*Pasaje extraído*
============
Entre el miedo a la pandemia, la amenaza del hambre y la quiebra de pequeñas empresas, pujan los viejos poderes por malograr la promisoria oportunidad del cambio. Cambio del modelo que en cuarenta años enriqueció a importadores y banqueros acaballados en la precariedad laboral de millones de trabajadores que hoy son pasto predilecto de la crisis. Mares de empresarios cerraron fábricas para dedicarse a la especulación financiera. Jimmy Mayer, promotor de industrias, aboga por revitalizar el sector, fuente segura de desarrollo y bienestar (Semana 4-12). La producción en Colombia de respiradores para pacientes de coronavirus, que hoy despega, es muestra a la mano de innovación tecnológica y capacidad de reconversión industrial en coordinación con el poder público. Creados en universidades y producidos por la empresa privada a precio veinte veces menor que el internacional, abastecerán la demanda nacional y se exportarán. Aplauso a la alianza Estado-academia-empresa privada.

Mas la idea de reindustrializar no tendrá eco en este Gobierno. Así lo indica su manejo financiero de la crisis, más complaciente con  gremios apoltronados en sus privilegios que generosa con los atribulados. Para ayudar a estos últimos en la coyuntura, destina el equivalente al 0,5% del PIB, mientras Perú gasta en ello el 12%. Recibe impasible la recomendación del FMI de no tomar préstamos del Banco de la República, interesado como estará aquel en preservar la regla fiscal que le asegura el pago de la deuda. Impensable ahora el gesto del entonces presidente Carlos Lleras cuando en 1966 expulsó a la misión del FMI por querer imponerle una devaluación repentina y brutal. Sin crédito del Banrepública no podrá Duque acoger la propuesta de Acopi –aplicada en casi todo el mundo– de subsidiar salarios a los 8 millones de trabajadores más vulnerables, en vez de ofrecer préstamos de la banca privada a microempresas que no podrán pagarlos después.
============
*Datos mostrados*
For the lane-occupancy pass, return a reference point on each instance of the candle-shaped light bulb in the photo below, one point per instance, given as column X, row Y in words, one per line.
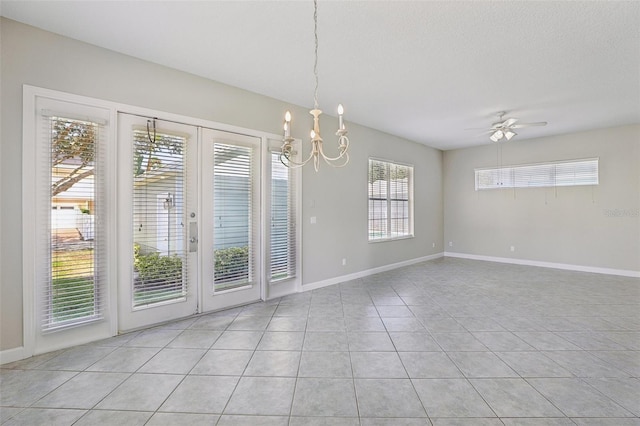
column 287, row 127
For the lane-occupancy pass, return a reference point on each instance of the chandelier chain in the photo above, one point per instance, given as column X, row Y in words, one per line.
column 288, row 154
column 315, row 64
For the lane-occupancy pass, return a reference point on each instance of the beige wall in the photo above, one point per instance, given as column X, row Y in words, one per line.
column 594, row 226
column 337, row 197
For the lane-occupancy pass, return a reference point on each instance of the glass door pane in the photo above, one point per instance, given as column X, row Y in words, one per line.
column 158, row 166
column 230, row 234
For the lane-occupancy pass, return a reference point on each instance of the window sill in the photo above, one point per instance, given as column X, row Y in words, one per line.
column 384, row 240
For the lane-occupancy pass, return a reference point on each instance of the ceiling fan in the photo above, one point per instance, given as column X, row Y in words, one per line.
column 505, row 128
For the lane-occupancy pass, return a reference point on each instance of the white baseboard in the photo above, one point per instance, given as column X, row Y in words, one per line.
column 11, row 355
column 565, row 266
column 367, row 272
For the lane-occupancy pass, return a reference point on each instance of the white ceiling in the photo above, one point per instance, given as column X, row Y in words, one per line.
column 423, row 70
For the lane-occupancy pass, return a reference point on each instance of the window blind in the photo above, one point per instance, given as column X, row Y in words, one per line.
column 159, row 182
column 234, row 216
column 550, row 174
column 72, row 279
column 283, row 221
column 390, row 200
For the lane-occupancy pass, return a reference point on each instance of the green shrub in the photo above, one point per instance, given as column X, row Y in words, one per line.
column 153, row 268
column 231, row 263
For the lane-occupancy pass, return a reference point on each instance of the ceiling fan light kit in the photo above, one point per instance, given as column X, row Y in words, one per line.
column 505, row 128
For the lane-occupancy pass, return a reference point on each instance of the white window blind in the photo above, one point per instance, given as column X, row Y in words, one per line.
column 234, row 216
column 550, row 174
column 283, row 221
column 390, row 200
column 72, row 279
column 159, row 180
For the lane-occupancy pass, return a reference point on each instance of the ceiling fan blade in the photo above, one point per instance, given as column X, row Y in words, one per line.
column 518, row 126
column 509, row 122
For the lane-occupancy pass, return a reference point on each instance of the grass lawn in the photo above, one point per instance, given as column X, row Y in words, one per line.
column 73, row 286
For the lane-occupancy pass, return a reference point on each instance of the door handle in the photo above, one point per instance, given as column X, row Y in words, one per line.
column 193, row 237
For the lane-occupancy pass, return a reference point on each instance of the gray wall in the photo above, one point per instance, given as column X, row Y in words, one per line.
column 337, row 197
column 595, row 226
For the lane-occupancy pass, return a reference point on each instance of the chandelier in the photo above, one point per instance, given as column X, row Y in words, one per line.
column 317, row 151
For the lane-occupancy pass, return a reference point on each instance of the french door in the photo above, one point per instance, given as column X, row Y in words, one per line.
column 189, row 222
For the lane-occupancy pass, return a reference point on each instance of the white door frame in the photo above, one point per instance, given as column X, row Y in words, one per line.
column 29, row 326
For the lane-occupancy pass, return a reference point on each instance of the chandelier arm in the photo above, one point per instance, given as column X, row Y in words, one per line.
column 294, row 164
column 332, row 161
column 345, row 143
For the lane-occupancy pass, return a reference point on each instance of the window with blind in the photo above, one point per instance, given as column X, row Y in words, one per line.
column 390, row 200
column 283, row 221
column 233, row 210
column 550, row 174
column 159, row 252
column 71, row 283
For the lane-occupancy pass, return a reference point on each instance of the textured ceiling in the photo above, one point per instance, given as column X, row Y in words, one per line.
column 423, row 70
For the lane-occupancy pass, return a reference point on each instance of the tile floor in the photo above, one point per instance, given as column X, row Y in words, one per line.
column 446, row 342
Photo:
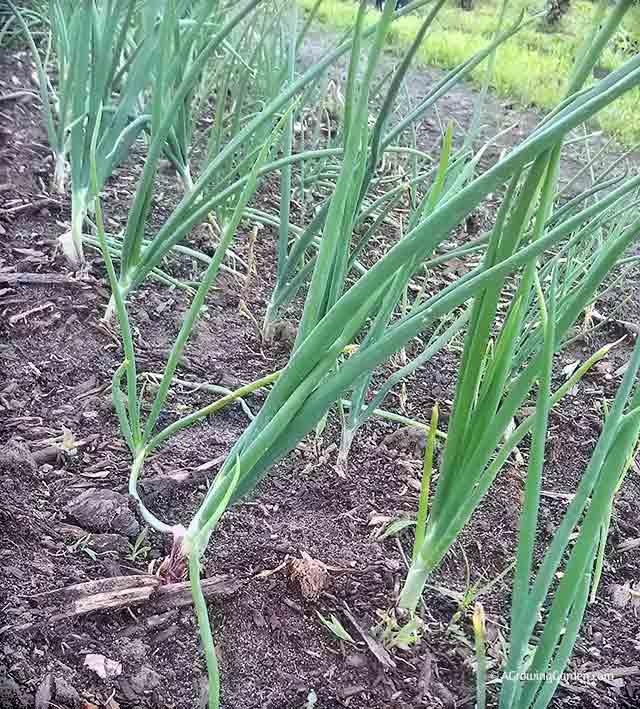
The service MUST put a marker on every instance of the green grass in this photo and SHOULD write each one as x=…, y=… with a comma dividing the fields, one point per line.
x=531, y=67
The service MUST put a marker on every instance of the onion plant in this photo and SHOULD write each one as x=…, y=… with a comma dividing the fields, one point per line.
x=96, y=66
x=216, y=188
x=338, y=312
x=573, y=547
x=484, y=408
x=295, y=262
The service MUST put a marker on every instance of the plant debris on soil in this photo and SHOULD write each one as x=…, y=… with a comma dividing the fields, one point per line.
x=306, y=542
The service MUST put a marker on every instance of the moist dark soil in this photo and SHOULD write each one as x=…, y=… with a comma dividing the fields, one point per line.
x=305, y=543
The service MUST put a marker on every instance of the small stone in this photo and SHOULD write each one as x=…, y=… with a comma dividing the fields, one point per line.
x=134, y=650
x=66, y=695
x=102, y=543
x=103, y=511
x=410, y=439
x=145, y=680
x=44, y=693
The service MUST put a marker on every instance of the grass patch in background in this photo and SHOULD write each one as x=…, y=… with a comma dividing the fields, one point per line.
x=531, y=67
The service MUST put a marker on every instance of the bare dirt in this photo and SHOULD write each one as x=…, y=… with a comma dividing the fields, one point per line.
x=56, y=363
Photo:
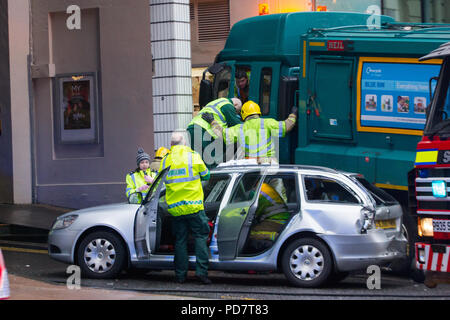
============
*Consigna 1*
Responde con datos del pasaje:
(a) ¿Qué porcentaje del PIB destina el Gobierno a ayudar a los atribulados?
(b) ¿Cuánto más barato que el internacional es el precio de los respiradores producidos en Colombia?
(c) ¿En qué año expulsó Carlos Lleras a la misión del FMI?
*Consigna 2*
Prosigue el pasaje sobre la reindustrialización y la crisis a partir de su última oración.
Los registros provienen de una fuente distinta a la del pasaje.

*Resultado 1*
(a) El equivalente al 0,5% del PIB.
(b) Su precio es veinte veces menor que el internacional.
(c) En 1966.

*Resultado 2*
Acaso pescando en el río de la crisis para perpetuar una medida temporal, el presidente de Fenalco propone, angelical, reducir salarios al 40%. Por su parte, los $6 billones girados al sector Salud aterrizaron en alforjas de las EPS, no en los hospitales. Y sí, claro, el Gobierno hace lo que puede. Que no es mucho, porque el Gobierno es el Consejo Gremial. Y el Presidente, entusiasta servidor del modelo gamonal-extorsionista que éste representa.

Hace años cuestiona Mayer la dependencia de nuestra economía de materias primas como el petróleo. Los países que dependen de ellas, dice, nunca ascienden al desarrollo: llevamos 50 años arrastrando un modelo equivocado, de no-crecimiento, de desindustrialización. En 1957, el ingreso per cápita de Corea era el mismo de Colombia. Hoy lo triplica. Sólo la firma Samsung vende en un año el equivalente al 60% del PIB colombiano. Convoca el empresario a todos los gremios, sindicatos comprendidos, a marchar en pos de un modelo que dispare el crecimiento de la economía, que cree empleos abundantes y bien remunerados. Y no lo vamos a lograr sembrando aguacates, dirá.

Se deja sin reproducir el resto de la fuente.